Pour les travailleurs, la priorité est à une norme sous forme de directive sur les régimes de revenu minimum pour combattre la pauvreté et sur le salaire minimum, afin d’asseoir un socle minimum salarial européen pour une formation salariale plus équitable à travers l’Europe. Une norme d’importance égale, sous forme de directive cadre pour la promotion des négociations collectives et du dialogue social, sera la meilleure garantie dans la durée d’une convergence des salaires et de la sécurité sociale (comme salaire collectif postposé) entre l’Europe de l’Ouest et l’Europe de l’Est, et donc la meilleure arme contre le dumping social. La couverture des travailleurs par des conventions collectives dans certaines parties de l’Europe et notamment en Europe de l’Est est devenu très basse, à peine 25% ou moins, constituant ainsi un facteur primordial des bas salaires et de la faible sécurité sociale en Europe de l’Est…

Ce sont souvent les pays les plus riches de l’UE qui s’opposent à des normes contraignantes en matière sociale, étant donné qu’ils craignent une convergence vers le bas et pas vers le haut… Mais comme les modèles sociaux dans les états membres en Europe de l’Ouest se détricotent de plus en plus – et ceci même dans les pays nordiques –, les normes européennes peuvent de plus en plus offrir des bénéfices aux citoyens dans ces pays. Prenons le cas de la Belgique. La directive sur l’équilibre entre la vie professionnelle et la vie privée, qui vient d’être votée au Parlement européen, signifie que les travailleurs intérimaires belges pourront accéder à un congé parental… Par la directive « déclaration écrite » qui vient également d’être adoptée, les travailleurs à temps partiel avec un horaire variable auront désormais droit à une compensation lorsque l’employeur retire tardivement un horaire planifié.

Il nous faudra également des résultats et objectifs sociaux plus concrets, plus mesurables et surtout plus contraignants sur le plan européen. Les indicateurs sociaux sous l’angle des 17 objectifs du développement durable doivent être intégrés dans le Semestre européen et doivent avoir le même poids en termes de contrainte et de sanction possible sur les états membres, que les indicateurs économiques et financiers. Nous avons besoin d’objectifs et de résultats sociaux ambitieux mais atteignables et réalistes, avec la volonté politique nécessaire. Réduisons de moitié la pauvreté en UE d’ici 2030. Mais prônons des objectifs intermédiaires pour 2023, parce que rien n’est plus facile pour les politiciens que de passer la facture au gouvernement suivant…

Pour atteindre des résultats sociaux, il faudra des ressources financières adéquates. Ceci requerra une gouvernance économique, une politique budgétaire et une politique fiscale européennes qui donneront aux états membres l’espace pour investir dans l’emploi durable et la croissance durable.

*Matériel d'étude:*
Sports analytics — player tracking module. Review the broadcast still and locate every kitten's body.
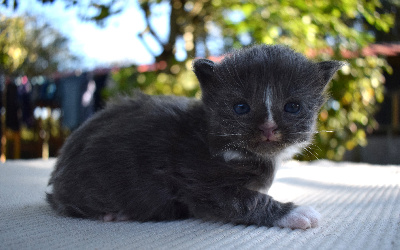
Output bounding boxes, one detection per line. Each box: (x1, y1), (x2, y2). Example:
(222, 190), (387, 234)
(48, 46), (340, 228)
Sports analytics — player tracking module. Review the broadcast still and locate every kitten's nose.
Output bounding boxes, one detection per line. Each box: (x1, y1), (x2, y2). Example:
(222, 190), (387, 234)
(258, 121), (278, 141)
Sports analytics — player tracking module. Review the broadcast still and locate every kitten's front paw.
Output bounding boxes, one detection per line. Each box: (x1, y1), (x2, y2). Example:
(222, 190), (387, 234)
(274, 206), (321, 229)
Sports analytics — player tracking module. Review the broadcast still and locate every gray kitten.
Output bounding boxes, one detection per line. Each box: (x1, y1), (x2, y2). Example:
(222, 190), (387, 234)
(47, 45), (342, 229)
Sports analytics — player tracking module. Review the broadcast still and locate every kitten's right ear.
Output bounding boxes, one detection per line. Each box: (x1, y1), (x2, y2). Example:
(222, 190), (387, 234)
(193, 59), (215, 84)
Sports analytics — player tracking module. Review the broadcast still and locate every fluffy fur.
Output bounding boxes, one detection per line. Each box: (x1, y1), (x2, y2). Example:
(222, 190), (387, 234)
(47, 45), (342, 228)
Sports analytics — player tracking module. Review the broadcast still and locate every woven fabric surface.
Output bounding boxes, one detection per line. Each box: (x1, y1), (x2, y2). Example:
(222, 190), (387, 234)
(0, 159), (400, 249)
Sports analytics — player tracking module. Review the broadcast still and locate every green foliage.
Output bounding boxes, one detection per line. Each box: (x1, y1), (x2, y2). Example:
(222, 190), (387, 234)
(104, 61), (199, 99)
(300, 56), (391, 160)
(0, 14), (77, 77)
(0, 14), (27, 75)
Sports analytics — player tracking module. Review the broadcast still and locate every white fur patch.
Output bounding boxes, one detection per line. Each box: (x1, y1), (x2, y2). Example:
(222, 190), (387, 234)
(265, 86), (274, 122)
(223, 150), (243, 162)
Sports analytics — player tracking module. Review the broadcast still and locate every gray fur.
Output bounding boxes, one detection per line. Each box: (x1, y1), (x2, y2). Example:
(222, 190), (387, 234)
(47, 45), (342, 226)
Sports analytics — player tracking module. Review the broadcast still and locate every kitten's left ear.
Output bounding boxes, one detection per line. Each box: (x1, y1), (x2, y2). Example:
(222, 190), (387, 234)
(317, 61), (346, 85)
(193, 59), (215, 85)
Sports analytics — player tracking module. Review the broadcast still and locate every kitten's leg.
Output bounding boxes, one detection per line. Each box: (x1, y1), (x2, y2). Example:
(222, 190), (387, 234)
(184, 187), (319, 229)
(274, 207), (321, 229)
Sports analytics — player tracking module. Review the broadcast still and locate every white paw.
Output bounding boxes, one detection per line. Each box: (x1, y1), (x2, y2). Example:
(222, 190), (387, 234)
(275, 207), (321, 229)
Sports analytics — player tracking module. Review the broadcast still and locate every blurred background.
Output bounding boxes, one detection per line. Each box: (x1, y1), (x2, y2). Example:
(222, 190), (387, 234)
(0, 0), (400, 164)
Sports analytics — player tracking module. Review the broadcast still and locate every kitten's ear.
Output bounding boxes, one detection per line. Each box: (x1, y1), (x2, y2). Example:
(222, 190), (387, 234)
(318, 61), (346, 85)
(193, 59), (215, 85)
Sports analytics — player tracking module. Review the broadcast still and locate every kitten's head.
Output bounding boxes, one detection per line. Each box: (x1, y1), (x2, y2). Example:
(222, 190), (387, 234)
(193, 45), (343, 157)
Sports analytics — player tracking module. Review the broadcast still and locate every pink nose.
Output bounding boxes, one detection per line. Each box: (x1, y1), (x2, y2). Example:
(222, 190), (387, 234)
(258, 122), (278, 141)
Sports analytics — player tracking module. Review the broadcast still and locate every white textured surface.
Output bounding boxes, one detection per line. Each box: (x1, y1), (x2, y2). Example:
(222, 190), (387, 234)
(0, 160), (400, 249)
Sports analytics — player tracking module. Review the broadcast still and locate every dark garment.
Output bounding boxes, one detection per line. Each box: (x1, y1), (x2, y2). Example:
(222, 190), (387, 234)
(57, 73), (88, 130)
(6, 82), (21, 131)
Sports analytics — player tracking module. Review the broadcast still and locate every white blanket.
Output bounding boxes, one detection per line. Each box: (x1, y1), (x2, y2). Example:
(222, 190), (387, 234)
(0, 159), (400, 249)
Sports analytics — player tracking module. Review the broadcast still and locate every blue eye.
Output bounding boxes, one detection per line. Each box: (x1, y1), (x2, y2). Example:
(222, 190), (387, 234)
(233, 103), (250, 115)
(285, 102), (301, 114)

==

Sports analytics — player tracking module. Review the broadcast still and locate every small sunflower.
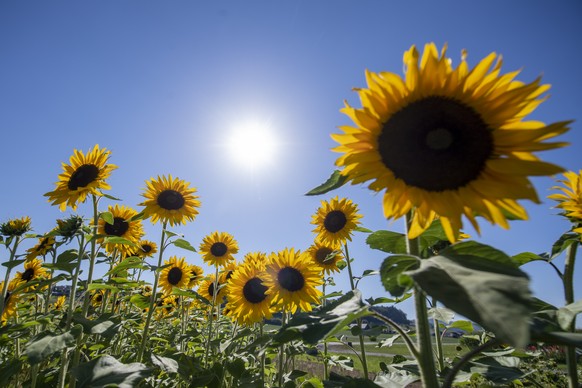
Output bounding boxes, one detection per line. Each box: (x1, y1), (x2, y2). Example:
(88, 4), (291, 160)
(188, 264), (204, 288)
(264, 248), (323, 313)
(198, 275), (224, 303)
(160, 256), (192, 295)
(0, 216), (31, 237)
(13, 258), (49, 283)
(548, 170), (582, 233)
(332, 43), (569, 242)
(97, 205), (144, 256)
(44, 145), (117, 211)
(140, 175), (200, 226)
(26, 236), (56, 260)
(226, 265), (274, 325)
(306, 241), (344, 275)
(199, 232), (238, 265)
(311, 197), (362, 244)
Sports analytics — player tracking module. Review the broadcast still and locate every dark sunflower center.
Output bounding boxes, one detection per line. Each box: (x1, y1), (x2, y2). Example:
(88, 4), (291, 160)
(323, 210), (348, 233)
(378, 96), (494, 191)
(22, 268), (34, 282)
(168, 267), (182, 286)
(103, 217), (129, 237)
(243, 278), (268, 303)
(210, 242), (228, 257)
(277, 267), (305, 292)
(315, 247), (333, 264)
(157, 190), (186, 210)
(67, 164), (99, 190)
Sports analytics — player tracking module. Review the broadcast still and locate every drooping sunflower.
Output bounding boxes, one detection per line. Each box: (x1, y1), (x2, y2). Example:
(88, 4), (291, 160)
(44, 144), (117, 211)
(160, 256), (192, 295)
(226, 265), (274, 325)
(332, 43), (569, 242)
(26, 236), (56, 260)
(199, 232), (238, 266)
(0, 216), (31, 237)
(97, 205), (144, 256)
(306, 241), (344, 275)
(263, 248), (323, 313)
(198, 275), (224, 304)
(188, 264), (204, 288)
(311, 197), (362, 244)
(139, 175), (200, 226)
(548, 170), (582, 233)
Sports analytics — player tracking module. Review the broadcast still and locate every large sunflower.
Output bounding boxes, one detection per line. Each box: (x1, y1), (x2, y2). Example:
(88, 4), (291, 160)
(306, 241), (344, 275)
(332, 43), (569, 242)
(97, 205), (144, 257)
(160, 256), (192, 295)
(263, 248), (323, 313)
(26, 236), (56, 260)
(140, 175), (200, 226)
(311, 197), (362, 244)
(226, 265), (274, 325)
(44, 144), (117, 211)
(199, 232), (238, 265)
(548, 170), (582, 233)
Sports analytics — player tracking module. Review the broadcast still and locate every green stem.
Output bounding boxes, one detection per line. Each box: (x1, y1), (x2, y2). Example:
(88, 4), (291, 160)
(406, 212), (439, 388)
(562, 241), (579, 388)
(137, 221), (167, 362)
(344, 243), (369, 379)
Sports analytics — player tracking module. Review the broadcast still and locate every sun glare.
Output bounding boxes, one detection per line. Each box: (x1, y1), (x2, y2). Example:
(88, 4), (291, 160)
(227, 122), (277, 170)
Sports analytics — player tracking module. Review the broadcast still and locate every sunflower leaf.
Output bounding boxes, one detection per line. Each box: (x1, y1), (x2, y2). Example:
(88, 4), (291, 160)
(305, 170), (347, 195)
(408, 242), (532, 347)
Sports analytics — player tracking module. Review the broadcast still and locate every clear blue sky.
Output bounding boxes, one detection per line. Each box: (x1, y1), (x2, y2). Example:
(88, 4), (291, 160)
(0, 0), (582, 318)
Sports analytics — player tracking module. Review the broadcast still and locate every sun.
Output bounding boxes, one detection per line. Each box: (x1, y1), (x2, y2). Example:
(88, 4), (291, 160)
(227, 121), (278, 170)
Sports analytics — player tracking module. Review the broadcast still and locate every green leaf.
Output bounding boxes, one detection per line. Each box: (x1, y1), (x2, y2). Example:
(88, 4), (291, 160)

*Consignes de l'exercice:*
- 1) Répondez à ces questions d'après le passage sur les normes sociales européennes :
(a) Quel taux de couverture des travailleurs par des conventions collectives est indiqué pour certaines parties de l'Europe, notamment l'Europe de l'Est ?
(b) Quelle directive permettra aux travailleurs intérimaires belges d'accéder à un congé parental ?
(c) Pour quelle année le passage propose-t-il des objectifs intermédiaires ?
- 2) D'après le passage sur les normes sociales européennes, quels sont les éléments européens qu'exige l'obtention de résultats sociaux ? Citez-les tous.
- 3) Poursuivez le passage sur les normes sociales européennes après sa dernière phrase.

*Liste des réponses:*
- 1)
(a) À peine 25 % ou moins.
(b) La directive sur l'équilibre entre la vie professionnelle et la vie privée.
(c) Pour 2023.

- 2)
- Une gouvernance économique européenne
- Une politique budgétaire européenne
- Une politique fiscale européenne

- 3)
L’UE a été pendant bientôt 70 ans la base de paix et de développement économique en Europe et dès lors un projet social bénéfique pour les travailleurs. Pendant longtemps, l’harmonisation de nos politiques sociales était considérée comme n’étant pas utile, ni nécessaire, ni faisable ni même souhaitable. On supposait que la croissance économique générée par le marché unique serait traduite en bien-être social par les modèles fondés sur la concertation sociale et la sécurité sociale dans les états membres. Mais depuis les années 1980 et 1990, la donne a changé. Avec l’extension, l’UE est devenue plus large et plus hétérogène. Nous sommes dès lors dans l’ère de la globalisation avec l’émergence des problèmes ou défis globaux, non gérables au plan national, comme le changement climatique et la migration. Et surtout nous sommes maintenant dans l’Union Européenne Monétaire, qui rend impossible pour les états membres de redresser les déséquilibres économiques par une dévaluation monétaire. L’UME réduit les moyens d’action des états membres à des dévaluations internes, comprenons : des réductions des dépenses publiques, et donc des dépenses sociales. C’est pourquoi nous avons besoin des politiques / des systèmes / des normes / des résultats et objectifs et des règles sociales.

Des droits sociaux, des résultats sociaux, des règles sociales. Pour la protection des travailleurs. Un New deal pour une Europe équitable et sociale.